The input:
————————
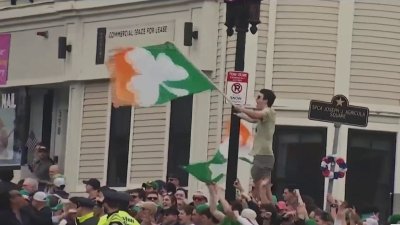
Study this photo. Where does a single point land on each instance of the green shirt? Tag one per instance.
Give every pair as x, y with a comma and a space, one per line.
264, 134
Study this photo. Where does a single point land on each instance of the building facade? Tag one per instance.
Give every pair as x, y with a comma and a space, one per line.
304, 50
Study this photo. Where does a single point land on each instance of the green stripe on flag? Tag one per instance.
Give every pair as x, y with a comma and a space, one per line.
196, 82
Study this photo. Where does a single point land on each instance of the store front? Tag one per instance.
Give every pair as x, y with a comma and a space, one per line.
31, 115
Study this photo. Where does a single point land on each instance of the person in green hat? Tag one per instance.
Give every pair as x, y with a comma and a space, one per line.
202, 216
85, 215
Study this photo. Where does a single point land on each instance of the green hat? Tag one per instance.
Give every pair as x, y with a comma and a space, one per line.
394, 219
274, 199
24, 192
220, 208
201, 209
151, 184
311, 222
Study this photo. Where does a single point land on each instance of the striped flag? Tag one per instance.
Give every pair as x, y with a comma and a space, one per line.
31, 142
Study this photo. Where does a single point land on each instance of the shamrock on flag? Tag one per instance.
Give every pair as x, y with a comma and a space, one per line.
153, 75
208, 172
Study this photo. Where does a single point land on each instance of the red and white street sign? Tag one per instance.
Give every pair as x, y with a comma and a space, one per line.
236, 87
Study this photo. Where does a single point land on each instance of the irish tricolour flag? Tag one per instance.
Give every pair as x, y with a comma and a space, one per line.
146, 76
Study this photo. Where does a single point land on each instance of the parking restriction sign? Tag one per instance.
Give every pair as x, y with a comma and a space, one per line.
————————
Exercise prompt:
Lay out each line of the rows above as a Markdown table with two columns, Line No. and Text, numbering the lines in order and skipping any blank ones. Leave the pictures out.

Completed task:
| Line No. | Text |
|---|---|
| 1 | Study this photo. Where does a single point land on each instance of the green shirt? Tag one per instance. |
| 2 | Give every pair as x, y with a comma and a space, one per line. |
| 3 | 264, 134 |
| 4 | Study this photo. Where does a single point land on each instance of the building facade? Tag one per instance. |
| 5 | Give every pair as x, y with a comma and a space, one per line. |
| 6 | 304, 50 |
| 7 | Study this photo. Where does a single point land on each instance of the green stripe on flag? Tag one per instance. |
| 8 | Give every pair as x, y with a comma and a space, one per line. |
| 9 | 196, 82 |
| 10 | Study this photo. Where does a single point land on each instance of the store front? Tag one per instance. |
| 11 | Give every pair as x, y with a comma and a space, one per line. |
| 12 | 31, 115 |
| 13 | Study this photo. Where does a single point land on each instance of the person in green hat? Tag one per instance. |
| 14 | Give every pair as x, y with a comma and a space, one per line. |
| 15 | 202, 216 |
| 16 | 85, 215 |
| 17 | Study this photo. Where does a single point land on each instance of the green hat? Tag one per instance. |
| 18 | Give every pair as x, y with a comma and a space, one per line. |
| 19 | 394, 219 |
| 20 | 274, 199 |
| 21 | 24, 192 |
| 22 | 220, 208 |
| 23 | 201, 209 |
| 24 | 151, 184 |
| 25 | 311, 222 |
| 26 | Study this photo. Where does a single point land on each instance of the striped flag? Tag one per instance. |
| 27 | Give every pair as x, y with a comma and a space, one per line. |
| 28 | 31, 142 |
| 29 | Study this photo. Where does a single point land on each instance of the shamrock on flag? Tag one per instance. |
| 30 | Give every pair as x, y with a comma and a space, one per line. |
| 31 | 153, 75 |
| 32 | 208, 172 |
| 33 | Study this photo. Where does a single point land on each instance of the red and white street sign? Tag one per instance. |
| 34 | Give every pair as x, y with a comma and a space, one per line. |
| 35 | 236, 87 |
| 36 | Study this photo. Where does a single point land on each instance of the irish tricolour flag? Tag one per instance. |
| 37 | Give every pair as x, y with a comma and a space, one per line. |
| 38 | 146, 76 |
| 39 | Study this photo. Where does a single point land on each instance of the parking restriction sign? Tag one per instance. |
| 40 | Give every pair as x, y with a comma and a space, one per line. |